#### TEXT EXCERPT:
·····
Re: PQexec() hangs on OOM

From: Michael Paquier <michael(dot)paquier(at)gmail(dot)com>
To: Heikki Linnakangas <hlinnaka(at)iki(dot)fi>
Cc: Amit Kapila <amit(dot)kapila16(at)gmail(dot)com>, Oleksandr Shulgin <oleksandr(dot)shulgin(at)zalando(dot)de>, Tom Lane <tgl(at)sss(dot)pgh(dot)pa(dot)us>, Pg Bugs <pgsql-bugs(at)postgresql(dot)org>
Subject: Re: PQexec() hangs on OOM
Date: 2015-09-18 22:17:46
Message-ID: CAB7nPqQxMZkq+kfWK4Ad82m8t6fRG670T-X13hjCR--XX7RZbg@mail.gmail.com
Views: Raw Message | Whole Thread | Download mbox | Resend email
Thread:
Lists: pgsql-bugs

On Fri, Sep 18, 2015 at 12:55 PM, Heikki Linnakangas wrote:
> On 09/14/2015 04:36 AM, Michael Paquier wrote:
> Patches 0001 and 0002 look good to me. Two tiny nitpicks:
>
>> --- a/src/backend/replication/libpqwalreceiver/libpqwalreceiver.c
>> +++ b/src/backend/replication/libpqwalreceiver/libpqwalreceiver.c
>> @@ -445,6 +445,7 @@ libpqrcv_PQexec(const char *query)
·····
Answer these questions about the mailing-list message above:
1. Who sent the message?
2. To which mailing list was it posted?
3. Which two patches does Heikki Linnakangas say look good to him?
·····
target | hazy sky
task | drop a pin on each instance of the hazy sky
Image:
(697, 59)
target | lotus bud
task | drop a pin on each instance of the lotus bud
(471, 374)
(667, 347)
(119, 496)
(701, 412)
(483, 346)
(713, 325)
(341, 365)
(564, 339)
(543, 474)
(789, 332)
·····
#### SOLUTION FOR THIS EXERCISE:
1. Michael Paquier
2. pgsql-bugs
3. Patches 0001 and 0002